--- BEGIN DATA SUPPLIED ---
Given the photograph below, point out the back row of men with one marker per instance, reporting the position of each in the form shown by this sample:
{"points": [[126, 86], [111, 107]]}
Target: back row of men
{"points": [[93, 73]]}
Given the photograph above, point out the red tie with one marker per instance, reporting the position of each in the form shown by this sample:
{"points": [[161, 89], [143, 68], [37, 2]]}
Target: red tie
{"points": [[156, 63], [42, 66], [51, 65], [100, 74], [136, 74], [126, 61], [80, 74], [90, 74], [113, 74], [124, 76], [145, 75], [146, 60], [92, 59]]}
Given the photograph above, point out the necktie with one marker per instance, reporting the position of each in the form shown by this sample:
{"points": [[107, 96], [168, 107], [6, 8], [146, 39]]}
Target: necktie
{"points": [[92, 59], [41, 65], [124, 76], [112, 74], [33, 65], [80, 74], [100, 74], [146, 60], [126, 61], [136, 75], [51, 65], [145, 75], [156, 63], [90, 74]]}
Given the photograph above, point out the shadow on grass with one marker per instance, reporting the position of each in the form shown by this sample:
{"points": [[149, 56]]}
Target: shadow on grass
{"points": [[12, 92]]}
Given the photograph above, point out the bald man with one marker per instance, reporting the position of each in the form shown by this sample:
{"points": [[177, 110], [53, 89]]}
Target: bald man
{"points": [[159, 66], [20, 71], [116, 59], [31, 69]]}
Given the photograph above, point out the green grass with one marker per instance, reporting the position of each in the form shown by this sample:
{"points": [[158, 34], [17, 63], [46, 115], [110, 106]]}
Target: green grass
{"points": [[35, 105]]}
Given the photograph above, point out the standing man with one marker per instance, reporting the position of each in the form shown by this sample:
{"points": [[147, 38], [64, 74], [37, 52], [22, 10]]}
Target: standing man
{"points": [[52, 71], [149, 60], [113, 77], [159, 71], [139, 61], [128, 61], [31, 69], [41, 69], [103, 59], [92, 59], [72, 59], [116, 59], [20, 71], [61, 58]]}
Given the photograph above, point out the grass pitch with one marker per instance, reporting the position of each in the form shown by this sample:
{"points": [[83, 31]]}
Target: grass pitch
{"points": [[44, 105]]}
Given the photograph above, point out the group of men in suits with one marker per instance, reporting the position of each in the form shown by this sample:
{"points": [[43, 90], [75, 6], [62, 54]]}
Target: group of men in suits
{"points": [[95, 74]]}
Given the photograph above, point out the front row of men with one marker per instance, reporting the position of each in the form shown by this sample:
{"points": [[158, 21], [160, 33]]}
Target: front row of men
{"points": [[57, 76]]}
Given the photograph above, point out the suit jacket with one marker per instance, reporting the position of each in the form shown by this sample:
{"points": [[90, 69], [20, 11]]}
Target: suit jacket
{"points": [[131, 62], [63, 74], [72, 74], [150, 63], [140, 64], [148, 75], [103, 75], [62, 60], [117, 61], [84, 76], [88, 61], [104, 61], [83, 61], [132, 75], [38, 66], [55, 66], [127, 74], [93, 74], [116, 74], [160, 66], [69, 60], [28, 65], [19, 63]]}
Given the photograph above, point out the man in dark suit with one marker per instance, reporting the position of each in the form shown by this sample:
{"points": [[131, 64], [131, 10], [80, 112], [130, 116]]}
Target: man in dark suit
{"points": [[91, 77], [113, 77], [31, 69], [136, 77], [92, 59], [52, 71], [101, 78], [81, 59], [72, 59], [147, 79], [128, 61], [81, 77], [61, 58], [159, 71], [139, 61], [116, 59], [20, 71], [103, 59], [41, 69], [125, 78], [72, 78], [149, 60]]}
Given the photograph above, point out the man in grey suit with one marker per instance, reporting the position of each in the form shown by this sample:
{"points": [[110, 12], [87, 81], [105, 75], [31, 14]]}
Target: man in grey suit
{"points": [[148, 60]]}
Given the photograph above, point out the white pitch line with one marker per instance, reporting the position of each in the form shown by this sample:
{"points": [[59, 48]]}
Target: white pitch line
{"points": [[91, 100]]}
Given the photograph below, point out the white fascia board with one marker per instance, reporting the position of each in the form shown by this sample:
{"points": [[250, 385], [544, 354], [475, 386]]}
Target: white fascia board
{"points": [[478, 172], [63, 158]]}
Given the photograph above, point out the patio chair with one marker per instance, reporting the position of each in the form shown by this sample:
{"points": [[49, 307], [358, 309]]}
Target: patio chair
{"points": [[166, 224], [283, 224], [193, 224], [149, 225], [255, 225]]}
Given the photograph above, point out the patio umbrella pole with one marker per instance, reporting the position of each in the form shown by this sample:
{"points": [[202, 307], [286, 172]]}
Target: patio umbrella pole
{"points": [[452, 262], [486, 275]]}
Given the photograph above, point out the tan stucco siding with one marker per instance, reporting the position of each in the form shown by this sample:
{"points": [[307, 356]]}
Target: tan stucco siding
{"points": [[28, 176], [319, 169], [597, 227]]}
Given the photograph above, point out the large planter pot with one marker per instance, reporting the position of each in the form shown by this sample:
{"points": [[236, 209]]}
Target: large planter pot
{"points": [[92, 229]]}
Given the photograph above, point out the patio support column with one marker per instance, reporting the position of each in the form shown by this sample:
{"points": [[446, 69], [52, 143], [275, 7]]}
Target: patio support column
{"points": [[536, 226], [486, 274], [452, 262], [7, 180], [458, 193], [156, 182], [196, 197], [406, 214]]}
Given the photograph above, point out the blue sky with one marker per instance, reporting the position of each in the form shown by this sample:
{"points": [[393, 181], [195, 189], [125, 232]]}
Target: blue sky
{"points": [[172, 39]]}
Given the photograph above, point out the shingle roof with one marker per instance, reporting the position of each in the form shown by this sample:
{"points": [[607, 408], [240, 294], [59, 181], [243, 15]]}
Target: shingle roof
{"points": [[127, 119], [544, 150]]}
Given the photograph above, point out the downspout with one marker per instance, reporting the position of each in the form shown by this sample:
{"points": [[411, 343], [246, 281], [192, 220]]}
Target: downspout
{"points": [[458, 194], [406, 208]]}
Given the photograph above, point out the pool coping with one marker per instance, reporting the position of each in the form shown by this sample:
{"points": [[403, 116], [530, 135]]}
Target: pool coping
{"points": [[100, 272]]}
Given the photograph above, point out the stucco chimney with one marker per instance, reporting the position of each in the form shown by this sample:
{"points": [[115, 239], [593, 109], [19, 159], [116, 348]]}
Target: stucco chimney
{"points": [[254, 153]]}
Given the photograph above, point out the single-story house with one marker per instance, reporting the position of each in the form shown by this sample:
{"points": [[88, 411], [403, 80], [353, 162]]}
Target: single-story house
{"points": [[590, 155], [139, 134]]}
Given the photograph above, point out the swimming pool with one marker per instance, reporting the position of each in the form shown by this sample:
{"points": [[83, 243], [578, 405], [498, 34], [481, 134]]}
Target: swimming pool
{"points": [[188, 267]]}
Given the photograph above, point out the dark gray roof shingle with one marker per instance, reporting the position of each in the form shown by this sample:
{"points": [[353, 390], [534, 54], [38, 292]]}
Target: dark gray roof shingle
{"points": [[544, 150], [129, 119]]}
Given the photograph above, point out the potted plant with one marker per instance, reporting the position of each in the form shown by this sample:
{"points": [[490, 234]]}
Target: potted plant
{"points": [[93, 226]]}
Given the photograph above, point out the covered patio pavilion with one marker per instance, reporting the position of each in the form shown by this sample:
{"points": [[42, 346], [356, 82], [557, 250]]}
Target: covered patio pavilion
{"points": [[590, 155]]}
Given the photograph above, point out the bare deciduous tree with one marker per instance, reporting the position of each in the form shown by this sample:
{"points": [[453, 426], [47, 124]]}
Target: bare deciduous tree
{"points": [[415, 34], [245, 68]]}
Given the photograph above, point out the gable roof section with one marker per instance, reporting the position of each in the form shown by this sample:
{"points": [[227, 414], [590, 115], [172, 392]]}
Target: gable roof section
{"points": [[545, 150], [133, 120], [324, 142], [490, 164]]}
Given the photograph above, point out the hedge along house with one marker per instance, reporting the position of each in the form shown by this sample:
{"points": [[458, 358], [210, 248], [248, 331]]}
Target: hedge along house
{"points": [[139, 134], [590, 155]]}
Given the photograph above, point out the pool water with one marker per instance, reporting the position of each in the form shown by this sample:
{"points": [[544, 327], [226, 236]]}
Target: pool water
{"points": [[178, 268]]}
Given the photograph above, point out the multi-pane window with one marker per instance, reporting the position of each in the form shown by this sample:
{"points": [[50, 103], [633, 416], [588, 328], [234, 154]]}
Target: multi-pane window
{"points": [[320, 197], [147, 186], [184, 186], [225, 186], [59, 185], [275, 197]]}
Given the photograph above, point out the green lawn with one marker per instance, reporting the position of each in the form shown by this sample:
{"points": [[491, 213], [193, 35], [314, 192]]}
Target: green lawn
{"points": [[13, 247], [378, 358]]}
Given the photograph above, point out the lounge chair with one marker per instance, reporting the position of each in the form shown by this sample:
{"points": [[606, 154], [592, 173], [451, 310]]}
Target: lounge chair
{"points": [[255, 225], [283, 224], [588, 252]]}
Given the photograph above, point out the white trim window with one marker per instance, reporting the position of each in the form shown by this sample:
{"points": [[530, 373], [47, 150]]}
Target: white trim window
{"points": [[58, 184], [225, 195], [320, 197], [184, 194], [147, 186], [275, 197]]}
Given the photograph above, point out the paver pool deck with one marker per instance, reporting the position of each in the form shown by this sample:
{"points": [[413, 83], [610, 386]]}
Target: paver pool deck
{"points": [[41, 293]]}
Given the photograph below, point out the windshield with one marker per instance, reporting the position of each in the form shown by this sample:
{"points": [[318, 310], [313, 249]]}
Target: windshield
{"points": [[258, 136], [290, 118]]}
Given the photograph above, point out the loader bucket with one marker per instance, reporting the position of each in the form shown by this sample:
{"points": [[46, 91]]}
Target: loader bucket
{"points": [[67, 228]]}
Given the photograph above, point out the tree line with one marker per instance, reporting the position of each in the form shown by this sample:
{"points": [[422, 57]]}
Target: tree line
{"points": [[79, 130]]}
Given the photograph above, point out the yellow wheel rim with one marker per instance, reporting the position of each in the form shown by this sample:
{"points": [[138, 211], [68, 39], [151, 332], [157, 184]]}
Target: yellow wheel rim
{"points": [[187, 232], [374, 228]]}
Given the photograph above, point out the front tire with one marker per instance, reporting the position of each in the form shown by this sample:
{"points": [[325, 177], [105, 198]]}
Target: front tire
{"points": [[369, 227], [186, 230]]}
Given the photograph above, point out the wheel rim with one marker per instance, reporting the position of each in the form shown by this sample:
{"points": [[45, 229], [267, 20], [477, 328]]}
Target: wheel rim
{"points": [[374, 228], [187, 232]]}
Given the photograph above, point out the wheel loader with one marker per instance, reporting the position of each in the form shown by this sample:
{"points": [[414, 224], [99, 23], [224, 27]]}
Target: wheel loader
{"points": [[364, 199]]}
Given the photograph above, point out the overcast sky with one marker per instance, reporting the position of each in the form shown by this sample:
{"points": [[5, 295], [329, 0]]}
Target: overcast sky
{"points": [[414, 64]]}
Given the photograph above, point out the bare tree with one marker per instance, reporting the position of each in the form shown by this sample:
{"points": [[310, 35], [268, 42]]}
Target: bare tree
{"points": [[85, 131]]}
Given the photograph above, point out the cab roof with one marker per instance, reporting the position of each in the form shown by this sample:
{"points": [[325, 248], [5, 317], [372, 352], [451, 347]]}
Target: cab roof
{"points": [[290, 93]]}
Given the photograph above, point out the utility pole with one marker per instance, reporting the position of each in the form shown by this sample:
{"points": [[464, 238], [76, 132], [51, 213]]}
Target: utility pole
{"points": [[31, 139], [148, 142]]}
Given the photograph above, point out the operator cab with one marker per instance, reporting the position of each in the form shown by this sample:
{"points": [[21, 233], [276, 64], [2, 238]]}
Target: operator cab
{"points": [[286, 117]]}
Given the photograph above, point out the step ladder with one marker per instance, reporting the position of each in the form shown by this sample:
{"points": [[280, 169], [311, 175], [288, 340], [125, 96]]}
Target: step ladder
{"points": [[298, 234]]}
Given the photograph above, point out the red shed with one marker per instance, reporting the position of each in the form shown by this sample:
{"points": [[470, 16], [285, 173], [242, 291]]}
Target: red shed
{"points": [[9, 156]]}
--- END DATA SUPPLIED ---
**EXERCISE TASK**
Copy out the stretch from the line containing "Given the photograph above, point out the step" through the end of the items, requests included, and shift every point coordinate in the answers by -130.

**RESULT OF THIS TASK**
Given the photograph above, point out the step ladder with one marker per instance, reporting the position of each in the form shown by this sample:
{"points": [[280, 169], [311, 175], [288, 340], [125, 96]]}
Target: step ladder
{"points": [[168, 104]]}
Given the photograph above, point out the red shed with one marker per instance, reporting the position of each in the form shown by this sample:
{"points": [[470, 16], [285, 173], [242, 291]]}
Target: red shed
{"points": [[-121, 26]]}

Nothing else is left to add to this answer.